- Exercise goal
Present the data from the line containing "of the gilded" through the end as a Markdown table with columns Row and Entry. Number each line and leave out blank lines.

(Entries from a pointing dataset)
::::::::

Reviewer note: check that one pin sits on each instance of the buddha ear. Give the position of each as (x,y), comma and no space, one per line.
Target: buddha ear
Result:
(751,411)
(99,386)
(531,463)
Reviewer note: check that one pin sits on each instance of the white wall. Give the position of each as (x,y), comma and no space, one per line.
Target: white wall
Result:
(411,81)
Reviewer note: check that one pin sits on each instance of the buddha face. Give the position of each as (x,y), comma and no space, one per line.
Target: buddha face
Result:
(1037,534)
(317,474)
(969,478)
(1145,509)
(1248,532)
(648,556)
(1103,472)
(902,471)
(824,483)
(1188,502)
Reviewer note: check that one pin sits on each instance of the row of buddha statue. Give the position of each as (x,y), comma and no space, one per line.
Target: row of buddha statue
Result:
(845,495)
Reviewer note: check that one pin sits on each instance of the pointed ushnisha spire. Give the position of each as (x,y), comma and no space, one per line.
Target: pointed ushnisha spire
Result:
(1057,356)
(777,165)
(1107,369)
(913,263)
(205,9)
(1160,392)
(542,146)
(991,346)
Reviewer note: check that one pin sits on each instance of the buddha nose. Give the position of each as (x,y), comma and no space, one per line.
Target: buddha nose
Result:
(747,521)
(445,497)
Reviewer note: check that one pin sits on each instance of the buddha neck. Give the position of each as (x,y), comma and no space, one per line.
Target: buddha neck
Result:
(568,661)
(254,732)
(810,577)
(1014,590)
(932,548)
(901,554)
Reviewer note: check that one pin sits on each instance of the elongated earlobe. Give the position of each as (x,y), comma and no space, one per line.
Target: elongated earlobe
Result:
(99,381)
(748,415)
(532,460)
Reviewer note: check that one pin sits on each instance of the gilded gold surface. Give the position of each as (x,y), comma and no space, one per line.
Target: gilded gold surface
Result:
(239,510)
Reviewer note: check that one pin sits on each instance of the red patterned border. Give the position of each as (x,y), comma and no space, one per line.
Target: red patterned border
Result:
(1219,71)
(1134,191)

::::::::

- Solution for this exercise
| Row | Entry |
|---|---|
| 1 | Reviewer note: check that one pin sits on each instance of the gilded gold surface. Give the position of each as (x,y), comma and no space, one per line. |
| 2 | Target: gilded gold surface |
| 3 | Result: |
| 4 | (239,510) |
| 5 | Reviewer note: check that one pin sits on each instance of the red patterned border. Give the position of each as (x,y), comma and no space, one per line. |
| 6 | Target: red patterned border |
| 7 | Result: |
| 8 | (1219,71) |
| 9 | (1134,191) |